Dataset excerpts on pointing at objects
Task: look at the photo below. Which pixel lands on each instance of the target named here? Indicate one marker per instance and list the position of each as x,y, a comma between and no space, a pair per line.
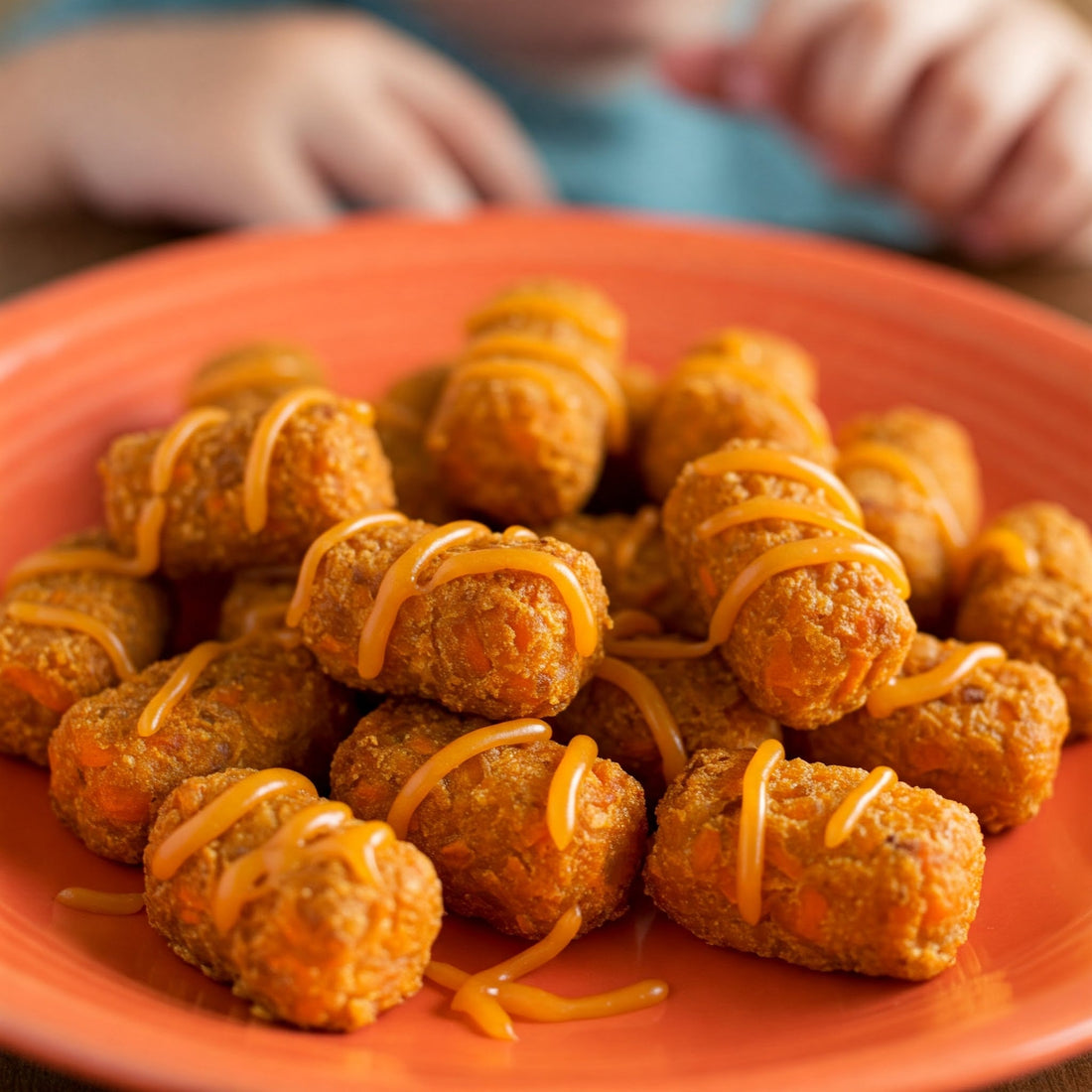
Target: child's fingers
1043,195
373,151
861,74
973,108
476,129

*Exercise details*. Render the lines above as a Markdown table with the columns "Row" and "Line", numbering each row and skipping any blank lines. Keep the pictures out of the table.

*Final result*.
| Row | Line |
|---|---|
| 1 | Task: look at the photo below. Which pixel lands on each instance of the target named here? Indicate one marker per instance and list the position of each as x,y, a comma between and no space, a pair per line. |
| 2 | Target: child's fingers |
| 3 | 1043,195 |
| 4 | 373,151 |
| 5 | 861,74 |
| 6 | 973,108 |
| 7 | 476,129 |